• _Bounding box annotation entries_:
========================================================================

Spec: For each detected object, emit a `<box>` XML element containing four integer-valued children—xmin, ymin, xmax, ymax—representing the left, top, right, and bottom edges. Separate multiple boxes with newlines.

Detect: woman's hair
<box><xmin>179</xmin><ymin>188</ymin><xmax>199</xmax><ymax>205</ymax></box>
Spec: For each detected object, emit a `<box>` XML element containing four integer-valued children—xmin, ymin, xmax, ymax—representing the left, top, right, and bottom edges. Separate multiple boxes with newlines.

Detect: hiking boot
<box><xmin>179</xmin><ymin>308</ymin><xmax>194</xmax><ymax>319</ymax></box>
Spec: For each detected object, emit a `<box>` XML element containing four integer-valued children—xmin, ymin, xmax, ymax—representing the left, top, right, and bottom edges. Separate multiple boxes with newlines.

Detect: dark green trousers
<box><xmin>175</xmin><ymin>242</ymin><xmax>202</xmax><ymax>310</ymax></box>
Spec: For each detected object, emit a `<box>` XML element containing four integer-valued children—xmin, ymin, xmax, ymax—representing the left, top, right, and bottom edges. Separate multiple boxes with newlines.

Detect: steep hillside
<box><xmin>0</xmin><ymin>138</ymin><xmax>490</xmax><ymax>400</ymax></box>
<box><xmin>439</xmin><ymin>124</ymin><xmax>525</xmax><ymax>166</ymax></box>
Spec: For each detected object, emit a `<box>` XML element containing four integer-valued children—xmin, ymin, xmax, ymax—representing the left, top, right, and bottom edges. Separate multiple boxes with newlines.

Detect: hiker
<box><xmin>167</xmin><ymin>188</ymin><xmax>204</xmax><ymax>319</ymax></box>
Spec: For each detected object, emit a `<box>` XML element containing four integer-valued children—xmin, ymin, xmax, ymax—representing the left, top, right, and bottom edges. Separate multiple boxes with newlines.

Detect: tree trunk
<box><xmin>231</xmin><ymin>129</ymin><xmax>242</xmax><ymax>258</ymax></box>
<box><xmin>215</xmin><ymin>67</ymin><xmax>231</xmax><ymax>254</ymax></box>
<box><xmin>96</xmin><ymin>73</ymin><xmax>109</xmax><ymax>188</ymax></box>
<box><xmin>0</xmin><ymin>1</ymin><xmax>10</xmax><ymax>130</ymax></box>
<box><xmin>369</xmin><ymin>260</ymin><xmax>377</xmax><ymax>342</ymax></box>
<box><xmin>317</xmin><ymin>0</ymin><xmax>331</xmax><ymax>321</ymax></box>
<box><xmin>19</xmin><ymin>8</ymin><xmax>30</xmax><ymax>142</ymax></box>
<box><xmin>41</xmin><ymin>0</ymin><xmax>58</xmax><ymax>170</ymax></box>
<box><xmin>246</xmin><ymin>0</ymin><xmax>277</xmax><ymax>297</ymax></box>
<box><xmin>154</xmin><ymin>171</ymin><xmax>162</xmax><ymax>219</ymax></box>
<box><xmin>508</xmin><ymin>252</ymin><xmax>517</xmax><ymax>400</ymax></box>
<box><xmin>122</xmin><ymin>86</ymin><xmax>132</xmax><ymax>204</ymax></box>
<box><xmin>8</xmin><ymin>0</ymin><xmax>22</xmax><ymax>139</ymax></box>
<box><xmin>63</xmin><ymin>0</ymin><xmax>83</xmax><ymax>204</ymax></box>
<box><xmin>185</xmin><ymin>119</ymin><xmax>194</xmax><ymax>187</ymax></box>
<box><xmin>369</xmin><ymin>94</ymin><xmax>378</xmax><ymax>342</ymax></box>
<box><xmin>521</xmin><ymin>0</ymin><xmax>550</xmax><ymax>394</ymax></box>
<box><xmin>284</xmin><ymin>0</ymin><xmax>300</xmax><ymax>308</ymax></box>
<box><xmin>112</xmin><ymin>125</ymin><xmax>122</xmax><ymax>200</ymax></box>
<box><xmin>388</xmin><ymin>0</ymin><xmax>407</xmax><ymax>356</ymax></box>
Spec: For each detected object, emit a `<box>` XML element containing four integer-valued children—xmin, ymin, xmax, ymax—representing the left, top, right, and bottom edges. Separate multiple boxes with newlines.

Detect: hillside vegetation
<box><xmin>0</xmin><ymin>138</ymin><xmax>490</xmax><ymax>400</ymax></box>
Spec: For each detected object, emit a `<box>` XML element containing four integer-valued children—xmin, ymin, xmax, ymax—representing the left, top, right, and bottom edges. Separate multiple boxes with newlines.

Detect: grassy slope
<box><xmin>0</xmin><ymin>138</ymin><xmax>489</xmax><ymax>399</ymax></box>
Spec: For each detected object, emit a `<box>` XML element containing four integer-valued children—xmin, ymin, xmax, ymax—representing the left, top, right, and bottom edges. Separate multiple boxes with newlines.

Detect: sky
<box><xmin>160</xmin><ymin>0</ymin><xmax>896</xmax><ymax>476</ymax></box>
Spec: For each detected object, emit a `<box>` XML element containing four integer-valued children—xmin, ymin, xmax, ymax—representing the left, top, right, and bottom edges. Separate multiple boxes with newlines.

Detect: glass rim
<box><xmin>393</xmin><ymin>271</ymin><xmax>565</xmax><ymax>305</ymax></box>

========================================================================

• _Problem description_: Identify every line in the material that contains the word "hillside" and copy each of those lines.

• _Complete output_:
Detect: steep hillside
Detect: hillside vegetation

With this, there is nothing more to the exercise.